▸ Requirement 1: In the article below about the house on 96th Street, how much did Robert Bourne pay for the house in 2001?
▸ Requirement 2: Translate this sentence from the article below about the house on 96th Street into Spanish: "Mature trees and well-landscaped yards line the streets."
▸ Requirement 3: Please reproduce the article below about the house on 96th Street, starting at "January 27, 2022" and ending at "the past decade.".

January 27, 2022

Florida Real Estate Values

The Rise and Fall of the House on 96th Street

The ups and downs of a home's value in south Florida tell the story of the state's broader real estate market over the past decade.

Mike Vogel | 3/26/2012
Hoeflinger family
Michael and Giovanna Hoeflinger, shown here with their two daughters, bought the home late in 2011 for $740,000, 51% less than it sold for at the height of the market five years earlier. [Photo: Brian Smith]

The house at 490 N.E. 96th St. in Miami Shores was built in 1941, not long after the Great Depression that followed the great Florida real estate boom and bust of the 1920s. The story goes that the two-story house was designed for a doctor who wanted his office downstairs and his home upstairs. But that apparently never happened and, instead, it's always been a residence.

The house, built on a double lot, has a pool in the shape of a B, the first initial in the surname of the then-owner. At 3,893 square feet, it's a good size for Miami Shores but not as large as other homes in the area. By the time real estate agent Robert Bourne purchased the house in 2001 for $440,000, it needed work. "It's a beautiful corner lot," Bourne says. "The master suite is gigantic. It turned out to be a good investment. That was right at the beginning."

Miami Shores is a near-in suburb of Miami known for an old-neighborhood feel. Mature trees and well-landscaped yards line the streets. Most owners are year-round residents. Some families have been in the village for generations. A mix of housing styles and sizes accommodates established professionals and young couples.

Hoeflinger house - Pool
The home's previous owner, who estimates he spent $150,000 updating the home, took a $120,000 loss when he sold it to the Hoeflingers. [Photo: Brian Smith]

Bourne fixed up 490 N.E. 96th, lived there a couple of years and sold it for $765,000, according to county records. He represented the buyers, a couple of designers, when they sold it for $1.3 million in 2005. Five months later, as prices soared in the boom, it sold again, for $1.508 million to a doctor-researcher at a Miami skin-medication company. The run-up in price was unremarkable. "That's just what was happening everywhere," Bourne says.

▸ Dataset entries:

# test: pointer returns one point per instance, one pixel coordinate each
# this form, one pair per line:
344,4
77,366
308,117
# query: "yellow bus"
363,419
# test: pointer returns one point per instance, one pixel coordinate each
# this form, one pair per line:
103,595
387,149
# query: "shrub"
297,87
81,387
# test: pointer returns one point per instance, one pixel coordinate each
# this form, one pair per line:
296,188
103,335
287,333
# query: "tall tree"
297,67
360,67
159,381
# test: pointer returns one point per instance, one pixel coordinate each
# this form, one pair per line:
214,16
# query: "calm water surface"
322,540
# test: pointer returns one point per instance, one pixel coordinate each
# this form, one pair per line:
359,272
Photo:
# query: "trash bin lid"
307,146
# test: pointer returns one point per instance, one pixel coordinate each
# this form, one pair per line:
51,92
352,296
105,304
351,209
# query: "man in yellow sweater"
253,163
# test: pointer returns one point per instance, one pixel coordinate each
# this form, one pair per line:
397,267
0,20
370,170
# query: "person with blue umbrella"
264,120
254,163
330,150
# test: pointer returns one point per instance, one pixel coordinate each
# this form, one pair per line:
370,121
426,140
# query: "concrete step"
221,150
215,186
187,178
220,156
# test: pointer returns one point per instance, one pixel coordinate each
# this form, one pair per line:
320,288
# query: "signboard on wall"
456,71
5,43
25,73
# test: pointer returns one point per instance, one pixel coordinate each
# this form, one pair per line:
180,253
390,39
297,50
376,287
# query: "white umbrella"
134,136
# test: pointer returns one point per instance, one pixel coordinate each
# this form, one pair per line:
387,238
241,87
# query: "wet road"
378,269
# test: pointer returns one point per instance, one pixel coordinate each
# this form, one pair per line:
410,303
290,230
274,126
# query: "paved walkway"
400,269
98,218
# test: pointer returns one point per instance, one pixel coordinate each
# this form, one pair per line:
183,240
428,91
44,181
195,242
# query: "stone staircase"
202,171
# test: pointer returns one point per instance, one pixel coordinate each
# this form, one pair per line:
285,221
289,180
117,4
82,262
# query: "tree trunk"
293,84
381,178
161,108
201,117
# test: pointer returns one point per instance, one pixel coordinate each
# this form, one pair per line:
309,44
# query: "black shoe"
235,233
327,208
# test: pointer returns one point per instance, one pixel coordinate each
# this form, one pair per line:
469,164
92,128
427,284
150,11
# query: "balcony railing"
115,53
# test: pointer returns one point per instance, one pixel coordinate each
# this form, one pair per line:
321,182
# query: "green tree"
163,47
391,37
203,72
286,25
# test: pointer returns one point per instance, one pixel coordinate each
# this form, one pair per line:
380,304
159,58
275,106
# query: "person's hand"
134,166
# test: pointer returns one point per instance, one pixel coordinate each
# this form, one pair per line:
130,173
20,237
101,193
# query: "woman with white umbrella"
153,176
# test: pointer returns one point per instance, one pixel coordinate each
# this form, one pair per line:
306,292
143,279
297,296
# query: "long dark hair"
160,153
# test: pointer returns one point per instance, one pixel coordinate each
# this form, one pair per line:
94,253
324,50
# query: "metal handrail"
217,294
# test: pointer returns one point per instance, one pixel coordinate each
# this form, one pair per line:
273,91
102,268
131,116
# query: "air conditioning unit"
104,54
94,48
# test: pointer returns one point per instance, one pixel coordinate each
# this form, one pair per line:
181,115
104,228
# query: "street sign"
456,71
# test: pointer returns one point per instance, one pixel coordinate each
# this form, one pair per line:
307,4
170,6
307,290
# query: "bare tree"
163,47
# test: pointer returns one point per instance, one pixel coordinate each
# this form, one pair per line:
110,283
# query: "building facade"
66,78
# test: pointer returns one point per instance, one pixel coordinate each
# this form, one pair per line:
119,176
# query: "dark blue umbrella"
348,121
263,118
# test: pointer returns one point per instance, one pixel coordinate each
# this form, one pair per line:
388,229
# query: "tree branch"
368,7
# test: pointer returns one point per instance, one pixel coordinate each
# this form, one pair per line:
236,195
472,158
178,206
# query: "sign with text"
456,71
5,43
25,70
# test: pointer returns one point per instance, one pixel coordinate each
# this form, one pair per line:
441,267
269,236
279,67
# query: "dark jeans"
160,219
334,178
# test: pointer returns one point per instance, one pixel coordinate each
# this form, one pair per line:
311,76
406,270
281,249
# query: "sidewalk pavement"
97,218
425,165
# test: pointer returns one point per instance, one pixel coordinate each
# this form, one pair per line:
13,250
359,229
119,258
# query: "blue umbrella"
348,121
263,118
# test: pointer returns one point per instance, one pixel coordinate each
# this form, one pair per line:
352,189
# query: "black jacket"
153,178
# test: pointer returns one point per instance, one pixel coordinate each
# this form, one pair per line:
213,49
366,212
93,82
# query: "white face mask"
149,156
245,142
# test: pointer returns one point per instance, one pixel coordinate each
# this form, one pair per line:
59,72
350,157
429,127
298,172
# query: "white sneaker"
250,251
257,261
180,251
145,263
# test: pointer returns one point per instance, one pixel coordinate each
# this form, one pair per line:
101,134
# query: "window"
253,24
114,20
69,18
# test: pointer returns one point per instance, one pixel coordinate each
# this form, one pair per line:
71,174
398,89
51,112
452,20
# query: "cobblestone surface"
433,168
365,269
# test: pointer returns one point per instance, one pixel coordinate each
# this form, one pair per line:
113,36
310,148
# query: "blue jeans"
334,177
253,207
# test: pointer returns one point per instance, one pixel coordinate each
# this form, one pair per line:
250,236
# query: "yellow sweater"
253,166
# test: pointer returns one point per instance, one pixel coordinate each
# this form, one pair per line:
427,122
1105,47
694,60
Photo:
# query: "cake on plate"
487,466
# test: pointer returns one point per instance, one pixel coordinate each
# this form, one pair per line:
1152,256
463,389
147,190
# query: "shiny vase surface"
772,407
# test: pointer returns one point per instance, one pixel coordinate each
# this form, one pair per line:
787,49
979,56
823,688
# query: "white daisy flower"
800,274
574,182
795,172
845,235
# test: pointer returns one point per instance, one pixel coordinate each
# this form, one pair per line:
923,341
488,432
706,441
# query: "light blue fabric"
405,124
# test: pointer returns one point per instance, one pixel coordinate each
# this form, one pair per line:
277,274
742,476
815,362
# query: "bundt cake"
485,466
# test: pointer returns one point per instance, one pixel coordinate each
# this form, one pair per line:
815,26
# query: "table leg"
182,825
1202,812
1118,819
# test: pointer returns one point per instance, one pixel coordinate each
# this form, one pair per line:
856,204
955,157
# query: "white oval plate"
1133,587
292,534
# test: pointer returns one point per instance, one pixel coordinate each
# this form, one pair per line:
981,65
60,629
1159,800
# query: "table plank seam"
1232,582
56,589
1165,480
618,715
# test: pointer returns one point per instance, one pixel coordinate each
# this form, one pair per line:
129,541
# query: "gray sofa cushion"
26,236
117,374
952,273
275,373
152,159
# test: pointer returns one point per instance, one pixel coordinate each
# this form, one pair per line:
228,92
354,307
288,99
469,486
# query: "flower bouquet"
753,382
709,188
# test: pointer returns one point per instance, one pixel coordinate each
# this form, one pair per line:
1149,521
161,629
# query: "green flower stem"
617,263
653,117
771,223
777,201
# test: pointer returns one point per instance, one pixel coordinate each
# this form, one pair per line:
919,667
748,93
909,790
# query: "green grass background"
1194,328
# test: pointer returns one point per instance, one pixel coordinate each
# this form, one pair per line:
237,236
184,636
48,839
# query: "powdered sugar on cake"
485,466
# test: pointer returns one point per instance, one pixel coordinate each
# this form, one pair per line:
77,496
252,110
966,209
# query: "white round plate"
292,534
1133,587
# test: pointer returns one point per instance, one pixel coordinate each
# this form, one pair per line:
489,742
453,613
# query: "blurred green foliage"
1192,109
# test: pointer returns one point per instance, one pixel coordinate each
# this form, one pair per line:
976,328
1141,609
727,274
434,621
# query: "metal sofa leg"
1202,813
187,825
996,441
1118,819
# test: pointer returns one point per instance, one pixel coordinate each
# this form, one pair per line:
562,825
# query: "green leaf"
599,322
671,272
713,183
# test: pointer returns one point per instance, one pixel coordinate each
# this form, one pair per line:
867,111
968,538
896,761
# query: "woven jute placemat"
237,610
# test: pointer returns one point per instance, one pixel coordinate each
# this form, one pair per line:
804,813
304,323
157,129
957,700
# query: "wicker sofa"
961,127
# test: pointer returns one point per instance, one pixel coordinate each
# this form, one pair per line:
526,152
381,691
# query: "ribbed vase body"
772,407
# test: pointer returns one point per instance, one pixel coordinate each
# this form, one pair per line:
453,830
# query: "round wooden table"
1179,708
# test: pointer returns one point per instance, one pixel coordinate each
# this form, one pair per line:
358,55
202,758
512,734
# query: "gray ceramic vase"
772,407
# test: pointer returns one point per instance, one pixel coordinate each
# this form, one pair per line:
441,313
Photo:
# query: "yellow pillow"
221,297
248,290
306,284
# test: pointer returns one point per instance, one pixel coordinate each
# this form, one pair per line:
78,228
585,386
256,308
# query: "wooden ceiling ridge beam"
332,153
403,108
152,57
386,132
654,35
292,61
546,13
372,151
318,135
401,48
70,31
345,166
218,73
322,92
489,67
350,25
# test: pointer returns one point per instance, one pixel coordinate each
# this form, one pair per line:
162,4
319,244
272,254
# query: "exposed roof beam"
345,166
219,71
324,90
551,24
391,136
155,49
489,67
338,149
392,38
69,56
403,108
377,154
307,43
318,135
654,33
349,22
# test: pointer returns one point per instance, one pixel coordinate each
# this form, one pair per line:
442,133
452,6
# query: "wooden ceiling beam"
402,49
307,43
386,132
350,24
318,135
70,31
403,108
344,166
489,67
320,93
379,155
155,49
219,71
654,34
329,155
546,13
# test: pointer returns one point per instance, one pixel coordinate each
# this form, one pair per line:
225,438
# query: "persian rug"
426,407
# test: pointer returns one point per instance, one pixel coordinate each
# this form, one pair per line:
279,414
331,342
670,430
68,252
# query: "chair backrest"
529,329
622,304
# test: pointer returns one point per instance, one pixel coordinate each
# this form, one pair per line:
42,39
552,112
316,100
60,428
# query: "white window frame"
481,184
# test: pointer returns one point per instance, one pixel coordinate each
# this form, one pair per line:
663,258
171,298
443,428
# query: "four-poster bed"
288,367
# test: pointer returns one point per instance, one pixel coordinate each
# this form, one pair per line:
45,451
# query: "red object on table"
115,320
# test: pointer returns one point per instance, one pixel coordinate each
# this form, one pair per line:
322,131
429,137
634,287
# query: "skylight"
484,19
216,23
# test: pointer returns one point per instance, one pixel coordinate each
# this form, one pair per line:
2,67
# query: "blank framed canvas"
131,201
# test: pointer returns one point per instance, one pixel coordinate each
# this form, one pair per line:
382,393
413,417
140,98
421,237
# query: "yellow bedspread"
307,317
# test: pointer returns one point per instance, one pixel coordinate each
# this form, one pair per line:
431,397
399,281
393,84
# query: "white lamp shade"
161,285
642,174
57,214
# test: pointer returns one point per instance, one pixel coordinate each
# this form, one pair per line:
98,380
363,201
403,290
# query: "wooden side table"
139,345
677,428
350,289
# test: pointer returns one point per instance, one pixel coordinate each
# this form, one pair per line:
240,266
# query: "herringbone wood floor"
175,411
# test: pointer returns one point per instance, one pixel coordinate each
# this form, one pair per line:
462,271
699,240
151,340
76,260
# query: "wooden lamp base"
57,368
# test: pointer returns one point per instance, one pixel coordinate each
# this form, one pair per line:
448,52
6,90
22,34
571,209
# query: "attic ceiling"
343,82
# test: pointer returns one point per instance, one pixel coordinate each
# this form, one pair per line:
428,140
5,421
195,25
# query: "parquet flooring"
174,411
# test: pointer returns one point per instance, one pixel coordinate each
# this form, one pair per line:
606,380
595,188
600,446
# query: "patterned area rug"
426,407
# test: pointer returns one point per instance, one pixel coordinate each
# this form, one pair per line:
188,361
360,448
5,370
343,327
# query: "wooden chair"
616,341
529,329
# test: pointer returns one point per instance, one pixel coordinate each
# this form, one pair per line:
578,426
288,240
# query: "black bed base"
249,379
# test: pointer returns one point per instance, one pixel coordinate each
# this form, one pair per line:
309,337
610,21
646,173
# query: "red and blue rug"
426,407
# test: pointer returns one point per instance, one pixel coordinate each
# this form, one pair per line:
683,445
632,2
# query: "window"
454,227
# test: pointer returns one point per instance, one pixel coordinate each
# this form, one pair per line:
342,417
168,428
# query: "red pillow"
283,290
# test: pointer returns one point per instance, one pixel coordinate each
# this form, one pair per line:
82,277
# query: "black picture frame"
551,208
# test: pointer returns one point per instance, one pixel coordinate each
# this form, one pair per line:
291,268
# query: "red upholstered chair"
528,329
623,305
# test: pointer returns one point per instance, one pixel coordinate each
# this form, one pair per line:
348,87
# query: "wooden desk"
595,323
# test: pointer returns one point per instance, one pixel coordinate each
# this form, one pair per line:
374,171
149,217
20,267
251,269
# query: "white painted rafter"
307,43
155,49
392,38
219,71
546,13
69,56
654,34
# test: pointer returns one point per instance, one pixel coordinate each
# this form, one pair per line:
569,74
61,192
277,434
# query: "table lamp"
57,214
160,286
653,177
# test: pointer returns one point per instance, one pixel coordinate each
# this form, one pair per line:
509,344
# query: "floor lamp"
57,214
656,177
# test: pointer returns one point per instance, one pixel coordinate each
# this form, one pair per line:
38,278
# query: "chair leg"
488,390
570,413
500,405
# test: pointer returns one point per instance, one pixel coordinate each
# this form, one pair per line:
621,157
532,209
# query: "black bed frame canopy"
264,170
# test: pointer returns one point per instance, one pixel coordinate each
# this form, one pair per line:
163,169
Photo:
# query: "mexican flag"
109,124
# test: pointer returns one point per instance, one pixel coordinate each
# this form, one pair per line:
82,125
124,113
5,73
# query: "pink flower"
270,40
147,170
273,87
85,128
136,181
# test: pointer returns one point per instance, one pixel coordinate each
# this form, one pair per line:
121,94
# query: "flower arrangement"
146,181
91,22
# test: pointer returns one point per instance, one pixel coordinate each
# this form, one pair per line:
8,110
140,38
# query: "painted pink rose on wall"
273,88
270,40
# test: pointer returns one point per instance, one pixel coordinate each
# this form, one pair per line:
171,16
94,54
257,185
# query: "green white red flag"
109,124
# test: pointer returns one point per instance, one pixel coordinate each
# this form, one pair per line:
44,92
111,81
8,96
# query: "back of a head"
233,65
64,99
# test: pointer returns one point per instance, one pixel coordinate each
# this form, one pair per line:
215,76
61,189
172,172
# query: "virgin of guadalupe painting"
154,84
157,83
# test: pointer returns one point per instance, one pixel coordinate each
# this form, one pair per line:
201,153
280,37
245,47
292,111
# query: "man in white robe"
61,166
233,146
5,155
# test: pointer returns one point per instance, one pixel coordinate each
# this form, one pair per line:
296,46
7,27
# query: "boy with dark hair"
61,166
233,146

▸ Written answer 1: $440,000.

▸ Written answer 2: Árboles maduros y jardines bien cuidados bordean las calles.

▸ Written answer 3:
January 27, 2022

Florida Real Estate Values

The Rise and Fall of the House on 96th Street

The ups and downs of a home's value in south Florida tell the story of the state's broader real estate market over the past decade.